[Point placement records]
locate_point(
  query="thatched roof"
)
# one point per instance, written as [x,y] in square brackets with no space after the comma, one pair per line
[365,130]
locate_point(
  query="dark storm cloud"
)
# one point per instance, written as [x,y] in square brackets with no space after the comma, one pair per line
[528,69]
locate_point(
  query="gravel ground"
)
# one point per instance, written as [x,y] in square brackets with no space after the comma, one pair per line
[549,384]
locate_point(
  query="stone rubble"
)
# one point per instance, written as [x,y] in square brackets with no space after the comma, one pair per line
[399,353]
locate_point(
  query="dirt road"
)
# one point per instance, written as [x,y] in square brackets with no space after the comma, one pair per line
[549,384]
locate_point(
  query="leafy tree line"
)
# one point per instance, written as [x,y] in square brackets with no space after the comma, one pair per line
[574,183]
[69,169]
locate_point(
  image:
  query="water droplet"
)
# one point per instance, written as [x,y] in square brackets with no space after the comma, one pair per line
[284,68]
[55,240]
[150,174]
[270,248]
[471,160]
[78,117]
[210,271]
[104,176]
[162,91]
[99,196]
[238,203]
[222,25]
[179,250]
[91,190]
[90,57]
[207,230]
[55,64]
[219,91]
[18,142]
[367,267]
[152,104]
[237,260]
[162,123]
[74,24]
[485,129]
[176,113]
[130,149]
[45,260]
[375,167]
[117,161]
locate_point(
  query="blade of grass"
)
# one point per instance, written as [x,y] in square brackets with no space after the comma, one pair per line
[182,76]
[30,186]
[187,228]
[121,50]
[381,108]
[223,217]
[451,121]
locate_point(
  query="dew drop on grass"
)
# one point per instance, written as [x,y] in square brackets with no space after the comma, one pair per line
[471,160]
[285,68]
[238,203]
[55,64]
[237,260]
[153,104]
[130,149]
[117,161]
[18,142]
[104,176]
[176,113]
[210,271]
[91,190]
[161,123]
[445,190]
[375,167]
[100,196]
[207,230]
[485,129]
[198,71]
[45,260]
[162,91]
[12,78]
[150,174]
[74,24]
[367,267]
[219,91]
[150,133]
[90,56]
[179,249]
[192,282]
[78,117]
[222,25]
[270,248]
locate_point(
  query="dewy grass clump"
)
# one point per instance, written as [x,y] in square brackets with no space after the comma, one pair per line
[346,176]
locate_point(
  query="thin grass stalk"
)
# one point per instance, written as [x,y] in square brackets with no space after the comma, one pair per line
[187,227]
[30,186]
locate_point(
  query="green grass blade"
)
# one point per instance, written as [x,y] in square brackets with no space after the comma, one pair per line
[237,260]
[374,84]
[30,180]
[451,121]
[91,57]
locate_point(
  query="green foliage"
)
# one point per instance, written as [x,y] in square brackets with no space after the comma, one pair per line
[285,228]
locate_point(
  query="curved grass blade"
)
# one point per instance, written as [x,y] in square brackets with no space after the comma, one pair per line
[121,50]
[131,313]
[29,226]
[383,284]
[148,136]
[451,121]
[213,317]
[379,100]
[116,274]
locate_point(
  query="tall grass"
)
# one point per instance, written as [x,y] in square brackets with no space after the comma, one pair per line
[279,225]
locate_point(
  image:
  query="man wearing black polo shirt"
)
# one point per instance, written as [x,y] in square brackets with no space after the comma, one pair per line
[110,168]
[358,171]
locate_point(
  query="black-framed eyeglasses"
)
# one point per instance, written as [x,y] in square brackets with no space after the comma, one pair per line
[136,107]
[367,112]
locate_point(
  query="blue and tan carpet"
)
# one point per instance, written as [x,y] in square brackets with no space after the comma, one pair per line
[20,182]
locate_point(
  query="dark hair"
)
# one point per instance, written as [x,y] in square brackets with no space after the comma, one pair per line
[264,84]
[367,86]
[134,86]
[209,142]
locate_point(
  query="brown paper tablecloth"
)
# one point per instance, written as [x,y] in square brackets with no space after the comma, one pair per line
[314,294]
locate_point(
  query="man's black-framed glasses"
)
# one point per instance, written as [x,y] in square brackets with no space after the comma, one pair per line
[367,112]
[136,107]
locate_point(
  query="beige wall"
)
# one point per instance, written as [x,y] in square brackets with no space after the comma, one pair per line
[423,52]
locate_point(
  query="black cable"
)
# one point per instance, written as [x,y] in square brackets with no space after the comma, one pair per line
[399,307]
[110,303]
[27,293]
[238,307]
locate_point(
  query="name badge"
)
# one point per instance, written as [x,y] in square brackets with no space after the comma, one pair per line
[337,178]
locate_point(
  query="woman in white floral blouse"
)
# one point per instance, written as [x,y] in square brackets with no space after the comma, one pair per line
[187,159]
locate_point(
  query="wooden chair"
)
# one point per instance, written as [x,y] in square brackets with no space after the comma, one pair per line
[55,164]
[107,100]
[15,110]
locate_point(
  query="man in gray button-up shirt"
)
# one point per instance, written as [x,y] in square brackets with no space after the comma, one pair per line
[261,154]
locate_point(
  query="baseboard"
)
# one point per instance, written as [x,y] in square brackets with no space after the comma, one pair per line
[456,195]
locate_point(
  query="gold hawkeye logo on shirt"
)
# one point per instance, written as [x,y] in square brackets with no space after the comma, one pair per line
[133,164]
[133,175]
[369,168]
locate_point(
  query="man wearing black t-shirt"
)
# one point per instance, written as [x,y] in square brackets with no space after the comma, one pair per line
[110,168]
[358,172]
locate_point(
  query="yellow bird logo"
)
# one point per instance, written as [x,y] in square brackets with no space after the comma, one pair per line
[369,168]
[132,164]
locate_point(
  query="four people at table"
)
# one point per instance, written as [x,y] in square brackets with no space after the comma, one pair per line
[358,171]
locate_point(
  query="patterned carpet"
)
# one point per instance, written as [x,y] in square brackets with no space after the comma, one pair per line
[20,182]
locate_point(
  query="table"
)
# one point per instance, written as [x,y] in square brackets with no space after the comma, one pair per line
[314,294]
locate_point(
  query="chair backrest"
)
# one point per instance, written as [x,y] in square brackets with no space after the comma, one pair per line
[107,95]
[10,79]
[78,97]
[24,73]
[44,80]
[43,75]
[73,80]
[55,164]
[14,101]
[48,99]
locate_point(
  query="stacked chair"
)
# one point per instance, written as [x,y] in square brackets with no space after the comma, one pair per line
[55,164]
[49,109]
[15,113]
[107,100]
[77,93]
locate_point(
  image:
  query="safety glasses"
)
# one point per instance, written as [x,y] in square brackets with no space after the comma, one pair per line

== Exercise objective ==
Identify every line of the material above that contains the word "black", and copy each of those lines. Case counts.

== Output of the exercise ==
  query="man wearing black polo shirt"
  query="black-framed eyeglasses"
  query="man's black-framed glasses"
  query="black cable"
  query="man wearing black t-shirt"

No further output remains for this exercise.